Text shown ->
________________

Update (11/22/2013): MUCH cheaper option added to the materials list to replace the squeeze bulbs. Thanks to the education staff at the Franklin Institute in Philadelphia, PA for pointing that out!
Update (4/23/2013): smaller, cheaper "mini" gripper STL file has been added. This gripper will cost less to order from a 3D printing service and won't require as much air to inflate (easier to inflate with a single pump from a squeeze bulb).
Credits: The soft robot technology in this project was originally developed in the Whitesides Group at Harvard University. For more details about the development of the technology and its uses, see the papers Soft Robotics for Chemists and Multi-Gait Soft Robot, and check their publications page for new work. These instructions, which modified the Whitesides Group's original process to be cheaper and more kid-friendly, were developed by a postdoctoral researcher (Dr. Ben Finio) in the Creative Machines Lab at Cornell University (PI: Prof. Hod Lipson), with the assistance of Prof. Robert Shepherd. The work at Cornell was sponsored by the National Science Foundation (DRL-1030865) and the Motorola Foundation.Special thanks to the Ithaca Generator and Ithaca Sciencenter for providing audiences to help us test this project.
"Soft robots" are all the rage in the robotics research community right now. Forget what you usually think about robots and machines - gears, pulleys, circuit boards, aluminum and steel. These robots are made out of soft, stretchable rubbers and plastics, and driven by things ranging from compressed air to chemical reactions and materials that change shape due to electrical current or voltage. Existing robots include a robot worm that can survive being hit with a hammer, a rolling soccer-ball shaped robot, a gripper filled with coffee beans, and even an artificial octopus tentacle.

________________

[Labeled region entries]
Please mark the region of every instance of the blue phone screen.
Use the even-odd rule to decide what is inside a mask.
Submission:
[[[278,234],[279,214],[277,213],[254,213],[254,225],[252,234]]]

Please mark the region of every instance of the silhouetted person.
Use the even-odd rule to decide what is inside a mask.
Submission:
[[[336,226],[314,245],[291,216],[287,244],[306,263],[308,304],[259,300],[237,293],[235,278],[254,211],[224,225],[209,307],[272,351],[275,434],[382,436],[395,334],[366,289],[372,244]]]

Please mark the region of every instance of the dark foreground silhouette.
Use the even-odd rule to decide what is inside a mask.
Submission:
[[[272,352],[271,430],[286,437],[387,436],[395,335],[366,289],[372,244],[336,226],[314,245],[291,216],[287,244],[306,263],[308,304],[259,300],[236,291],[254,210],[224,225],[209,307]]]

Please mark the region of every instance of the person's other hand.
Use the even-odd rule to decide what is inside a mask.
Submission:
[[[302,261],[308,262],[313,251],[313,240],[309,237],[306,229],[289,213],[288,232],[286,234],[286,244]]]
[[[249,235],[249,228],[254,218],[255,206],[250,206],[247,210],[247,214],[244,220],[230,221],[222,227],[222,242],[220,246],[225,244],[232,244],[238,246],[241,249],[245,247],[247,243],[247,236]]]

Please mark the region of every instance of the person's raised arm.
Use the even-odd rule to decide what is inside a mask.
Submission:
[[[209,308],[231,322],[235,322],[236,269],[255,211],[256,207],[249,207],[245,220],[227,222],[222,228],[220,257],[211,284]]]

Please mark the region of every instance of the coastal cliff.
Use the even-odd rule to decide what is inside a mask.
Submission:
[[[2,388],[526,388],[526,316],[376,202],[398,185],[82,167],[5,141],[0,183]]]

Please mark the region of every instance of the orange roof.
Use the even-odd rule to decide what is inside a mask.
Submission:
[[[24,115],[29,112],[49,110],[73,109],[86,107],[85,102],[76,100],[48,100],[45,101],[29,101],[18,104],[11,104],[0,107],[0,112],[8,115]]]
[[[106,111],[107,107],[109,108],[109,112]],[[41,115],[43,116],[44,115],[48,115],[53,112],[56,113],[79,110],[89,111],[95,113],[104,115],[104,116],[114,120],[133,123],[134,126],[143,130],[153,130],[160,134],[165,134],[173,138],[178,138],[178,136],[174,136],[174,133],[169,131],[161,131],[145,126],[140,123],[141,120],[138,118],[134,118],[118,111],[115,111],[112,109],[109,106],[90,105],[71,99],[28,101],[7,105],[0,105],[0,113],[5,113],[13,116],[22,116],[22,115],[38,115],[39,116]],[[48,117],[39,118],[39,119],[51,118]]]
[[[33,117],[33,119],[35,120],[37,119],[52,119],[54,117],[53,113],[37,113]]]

________________

What you will do ->
#1 Answer these questions using the soft robot project text:
(a) Who pointed out the much cheaper option that replaced the squeeze bulbs?
(b) Where was the soft robot technology in this project originally developed?
(c) What is the existing soft gripper filled with?
#2 Decide whether each statement agrees with the soft robot project text. Answer yes or no, and quote the words that settle it.
(a) The mini gripper needs more air to inflate than the original one.
(b) The National Science Foundation and the Motorola Foundation sponsored the work at Cornell.
(c) One existing soft robot is a worm that can survive being hit with a hammer.

Answers by task ->
#1
(a) The education staff at the Franklin Institute in Philadelphia, PA.
(b) In the Whitesides Group at Harvard University.
(c) Coffee beans.

#2
(a) No: "won't require as much air to inflate"
(b) Yes: "The work at Cornell was sponsored by the National Science Foundation (DRL-1030865) and the Motorola Foundation."
(c) Yes: "a robot worm that can survive being hit with a hammer"